Schreib das ganze folgende Material als nummerierte Liste auf und lass die Leerzeilen weg.

++++++

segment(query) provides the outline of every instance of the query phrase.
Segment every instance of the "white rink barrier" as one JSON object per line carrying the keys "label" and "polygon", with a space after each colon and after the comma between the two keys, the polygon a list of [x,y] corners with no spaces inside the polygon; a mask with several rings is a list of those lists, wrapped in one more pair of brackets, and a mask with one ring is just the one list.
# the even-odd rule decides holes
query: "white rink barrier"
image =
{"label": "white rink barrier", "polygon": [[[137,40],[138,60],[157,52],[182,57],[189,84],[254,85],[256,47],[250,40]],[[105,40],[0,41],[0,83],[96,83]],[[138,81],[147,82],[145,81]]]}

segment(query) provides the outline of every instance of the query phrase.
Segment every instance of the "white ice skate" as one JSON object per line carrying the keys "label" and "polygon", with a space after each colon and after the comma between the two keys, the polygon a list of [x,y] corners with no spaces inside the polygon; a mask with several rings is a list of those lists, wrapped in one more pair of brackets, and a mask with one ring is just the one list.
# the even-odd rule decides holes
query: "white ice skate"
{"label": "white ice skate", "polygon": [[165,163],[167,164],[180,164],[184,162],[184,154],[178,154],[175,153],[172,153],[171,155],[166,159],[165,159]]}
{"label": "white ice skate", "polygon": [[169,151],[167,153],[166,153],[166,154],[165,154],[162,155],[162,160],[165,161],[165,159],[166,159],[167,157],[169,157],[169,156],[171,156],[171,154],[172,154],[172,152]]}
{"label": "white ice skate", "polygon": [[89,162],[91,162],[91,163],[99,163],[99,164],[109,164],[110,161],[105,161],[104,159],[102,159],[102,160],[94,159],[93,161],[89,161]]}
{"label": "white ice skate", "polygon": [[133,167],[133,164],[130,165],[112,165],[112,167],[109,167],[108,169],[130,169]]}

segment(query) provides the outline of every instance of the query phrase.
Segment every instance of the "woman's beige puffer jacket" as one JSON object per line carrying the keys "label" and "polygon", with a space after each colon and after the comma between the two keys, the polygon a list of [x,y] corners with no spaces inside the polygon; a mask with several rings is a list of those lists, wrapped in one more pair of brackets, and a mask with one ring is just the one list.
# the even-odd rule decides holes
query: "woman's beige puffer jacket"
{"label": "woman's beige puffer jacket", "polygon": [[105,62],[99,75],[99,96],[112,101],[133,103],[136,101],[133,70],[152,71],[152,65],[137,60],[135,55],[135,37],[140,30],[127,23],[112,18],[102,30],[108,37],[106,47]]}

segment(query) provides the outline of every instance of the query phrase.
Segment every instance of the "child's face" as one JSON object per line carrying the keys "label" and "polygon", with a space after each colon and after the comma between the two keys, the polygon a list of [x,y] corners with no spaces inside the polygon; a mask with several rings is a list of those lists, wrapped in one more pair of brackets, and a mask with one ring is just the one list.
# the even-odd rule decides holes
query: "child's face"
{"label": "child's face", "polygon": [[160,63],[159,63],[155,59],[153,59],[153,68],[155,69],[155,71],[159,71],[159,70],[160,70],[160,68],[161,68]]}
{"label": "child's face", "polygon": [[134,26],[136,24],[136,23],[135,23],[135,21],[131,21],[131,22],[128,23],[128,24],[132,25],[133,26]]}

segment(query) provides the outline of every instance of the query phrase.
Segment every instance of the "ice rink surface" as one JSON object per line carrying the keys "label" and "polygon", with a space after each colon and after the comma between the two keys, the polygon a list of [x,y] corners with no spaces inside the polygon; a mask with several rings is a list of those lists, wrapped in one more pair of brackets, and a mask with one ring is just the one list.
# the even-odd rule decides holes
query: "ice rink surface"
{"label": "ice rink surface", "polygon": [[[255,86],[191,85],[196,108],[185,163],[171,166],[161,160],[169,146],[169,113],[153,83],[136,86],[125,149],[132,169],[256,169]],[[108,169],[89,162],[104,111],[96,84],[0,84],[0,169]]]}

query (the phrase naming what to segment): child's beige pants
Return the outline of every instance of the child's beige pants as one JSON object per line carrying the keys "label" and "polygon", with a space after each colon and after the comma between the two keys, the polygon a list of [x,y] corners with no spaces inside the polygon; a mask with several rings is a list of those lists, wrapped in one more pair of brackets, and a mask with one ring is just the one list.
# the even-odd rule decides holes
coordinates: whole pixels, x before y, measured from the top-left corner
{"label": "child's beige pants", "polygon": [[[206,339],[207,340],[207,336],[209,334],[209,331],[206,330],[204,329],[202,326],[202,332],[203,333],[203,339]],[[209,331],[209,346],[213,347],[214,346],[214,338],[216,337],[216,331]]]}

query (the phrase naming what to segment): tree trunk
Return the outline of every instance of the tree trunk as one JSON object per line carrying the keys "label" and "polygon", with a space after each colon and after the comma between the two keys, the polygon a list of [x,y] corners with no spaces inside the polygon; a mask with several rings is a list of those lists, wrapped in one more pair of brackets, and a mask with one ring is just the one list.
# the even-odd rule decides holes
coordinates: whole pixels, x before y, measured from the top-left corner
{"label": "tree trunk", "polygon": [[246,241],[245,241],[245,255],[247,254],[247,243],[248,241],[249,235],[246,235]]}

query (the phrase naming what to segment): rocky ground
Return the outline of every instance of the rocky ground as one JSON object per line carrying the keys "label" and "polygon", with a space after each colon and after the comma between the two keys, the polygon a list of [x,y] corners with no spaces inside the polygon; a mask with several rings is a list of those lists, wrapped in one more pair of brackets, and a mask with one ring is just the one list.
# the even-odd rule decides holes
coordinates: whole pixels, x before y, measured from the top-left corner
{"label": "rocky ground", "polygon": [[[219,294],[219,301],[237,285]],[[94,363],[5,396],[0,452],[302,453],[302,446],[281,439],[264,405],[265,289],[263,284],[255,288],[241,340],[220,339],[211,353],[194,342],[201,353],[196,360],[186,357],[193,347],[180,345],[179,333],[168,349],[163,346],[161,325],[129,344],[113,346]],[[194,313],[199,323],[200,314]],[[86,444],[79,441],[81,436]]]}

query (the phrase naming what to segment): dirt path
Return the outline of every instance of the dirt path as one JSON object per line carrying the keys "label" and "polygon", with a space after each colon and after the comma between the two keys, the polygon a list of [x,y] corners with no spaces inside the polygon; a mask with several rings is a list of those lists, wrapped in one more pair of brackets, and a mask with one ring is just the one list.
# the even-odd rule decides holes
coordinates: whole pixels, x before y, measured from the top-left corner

++++++

_Lösung_:
1. segment(query) provides the outline of every instance of the query phrase.
2. Segment every instance of the "white rink barrier" as one JSON object per line carrying the keys "label" and "polygon", with a space after each colon and after the comma between the two keys, the polygon a list of [x,y] corners with no spaces inside the polygon; a mask with several rings is a list of those lists, wrapped in one more pair of brackets, and a mask with one ring is just the one list.
3. # the even-odd rule decides holes
4. query: "white rink barrier"
5. image =
6. {"label": "white rink barrier", "polygon": [[[137,40],[138,60],[157,52],[182,57],[189,84],[254,85],[256,47],[250,40]],[[105,40],[0,41],[0,83],[96,83]],[[138,81],[147,82],[145,81]]]}
7. segment(query) provides the outline of every instance of the query phrase.
8. Segment every instance of the "white ice skate" as one JSON object per line carrying the keys "label" and "polygon", with a space after each colon and after the comma between the two keys, the polygon a list of [x,y] corners with no spaces inside the polygon; a mask with several rings is a list of those lists, wrapped in one more pair of brackets, and a mask with one ring is just the one list.
9. # the even-odd rule decides holes
10. query: "white ice skate"
11. {"label": "white ice skate", "polygon": [[165,163],[167,164],[180,164],[184,162],[184,154],[178,154],[175,153],[172,153],[171,155],[166,159],[165,159]]}
12. {"label": "white ice skate", "polygon": [[169,151],[167,153],[166,153],[166,154],[165,154],[162,155],[162,160],[165,161],[165,159],[166,159],[167,157],[169,157],[169,156],[171,156],[171,154],[172,154],[172,152]]}
13. {"label": "white ice skate", "polygon": [[89,162],[91,162],[91,163],[99,163],[99,164],[109,164],[110,161],[105,161],[104,159],[102,159],[102,160],[94,159],[93,161],[89,161]]}
14. {"label": "white ice skate", "polygon": [[133,167],[133,164],[130,165],[112,165],[112,167],[109,167],[108,169],[130,169]]}
15. segment(query) provides the outline of every instance of the query phrase.
16. Segment every instance of the "woman's beige puffer jacket" as one JSON object per line carrying the keys "label" and "polygon", with a space after each colon and after the comma between the two keys, the polygon a list of [x,y] corners with no spaces inside the polygon; a mask with several rings is a list of those lists, wrapped in one more pair of brackets, and a mask with one ring is just the one list.
17. # the even-odd rule decides holes
18. query: "woman's beige puffer jacket"
19. {"label": "woman's beige puffer jacket", "polygon": [[105,62],[99,75],[99,96],[112,101],[133,103],[136,101],[133,70],[152,71],[152,65],[137,60],[135,55],[135,37],[140,30],[127,23],[112,18],[102,30],[108,37],[106,47]]}
20. segment(query) provides the outline of every instance of the query phrase.
21. Segment every instance of the "child's face" as one JSON object per line carrying the keys "label" and "polygon", with a space after each colon and after the comma between the two keys, the polygon a list of [x,y] corners with no spaces inside the polygon; a mask with several rings is a list of those lists, wrapped in one more pair of brackets, and a mask with one ring is just the one list.
22. # the even-odd rule decides holes
23. query: "child's face"
24. {"label": "child's face", "polygon": [[160,63],[159,63],[155,59],[153,59],[153,68],[155,69],[155,71],[159,71],[159,70],[160,70],[160,68],[161,68]]}
25. {"label": "child's face", "polygon": [[134,26],[136,24],[136,23],[135,23],[135,21],[131,21],[131,22],[128,23],[128,24],[132,25],[133,26]]}
26. segment(query) provides the outline of every instance of the query phrase.
27. Segment every instance of the "ice rink surface" as one JSON object per line carrying the keys "label" and "polygon", with a space after each colon and after the comma between the two keys, the polygon a list of [x,y] corners with no spaces inside the polygon; a mask with several rings is a list of those lists, wrapped in one more pair of brackets, and a mask with one ring is just the one list.
28. # the even-odd rule decides holes
29. query: "ice rink surface"
30. {"label": "ice rink surface", "polygon": [[[255,86],[191,85],[196,108],[185,163],[171,166],[161,160],[169,146],[169,113],[153,83],[136,86],[125,149],[132,169],[256,169]],[[108,169],[89,162],[104,111],[96,84],[0,84],[0,169]]]}
31. query (the phrase naming what to segment): child's beige pants
32. Return the outline of every instance of the child's beige pants as one JSON object per line carrying the keys "label" and "polygon", with a space after each colon and after the comma between the two keys, the polygon a list of [x,y] corners with no spaces inside the polygon; a mask with several rings is a list of those lists, wrapped in one more pair of brackets, and a mask with one ring is just the one list.
33. # the even-odd rule decides holes
34. coordinates: whole pixels, x before y, measured from the top-left corner
35. {"label": "child's beige pants", "polygon": [[[206,339],[207,340],[207,336],[209,334],[209,331],[206,330],[204,329],[202,326],[202,332],[203,333],[203,339]],[[209,331],[209,346],[213,347],[214,346],[214,338],[216,337],[216,331]]]}
36. query (the phrase naming what to segment): tree trunk
37. Return the outline of every instance of the tree trunk as one JSON object per line carrying the keys "label" and "polygon", with a space after each colon and after the comma between the two keys, the polygon a list of [x,y] corners with no spaces inside the polygon; a mask with several rings is a list of those lists, wrapped in one more pair of brackets, and a mask with one ring is just the one list.
38. # the even-odd rule decides holes
39. coordinates: whole pixels, x before y, measured from the top-left corner
40. {"label": "tree trunk", "polygon": [[246,241],[245,241],[245,255],[247,254],[247,243],[248,241],[249,235],[246,235]]}
41. query (the phrase naming what to segment): rocky ground
42. Return the outline of every instance of the rocky ground as one JSON object per line carrying the keys "label" and "polygon", with a space after each colon and after the comma between the two keys, the polygon a list of [x,y] corners with no spaces inside the polygon; a mask with several rings is a list of those lists, wrapped in one more pair of brackets, and a mask with one ring is just the one list.
43. # the even-odd rule decides holes
44. coordinates: whole pixels, x before y, measured from the top-left corner
45. {"label": "rocky ground", "polygon": [[[219,294],[219,301],[237,285]],[[94,363],[5,396],[0,452],[302,453],[302,446],[281,439],[264,405],[265,289],[263,284],[255,288],[241,340],[220,339],[211,353],[194,342],[201,353],[196,360],[186,357],[193,347],[180,345],[179,333],[168,349],[163,346],[161,325],[129,344],[113,346]],[[194,313],[199,323],[200,314]],[[86,444],[79,441],[81,436]]]}
46. query (the phrase naming what to segment): dirt path
47. Return the outline of every instance of the dirt path as one JSON object per line carrying the keys "label" and "polygon", with a space after each colon and after the comma between the two keys, the polygon a list of [x,y] corners with no spaces inside the polygon; a mask with several rings is a list of those lists, wrapped in one more pair of brackets, and a mask with one ring is just the one list.
48. # the even-odd rule decides holes
49. coordinates: whole pixels, x before y, measured from the top-left corner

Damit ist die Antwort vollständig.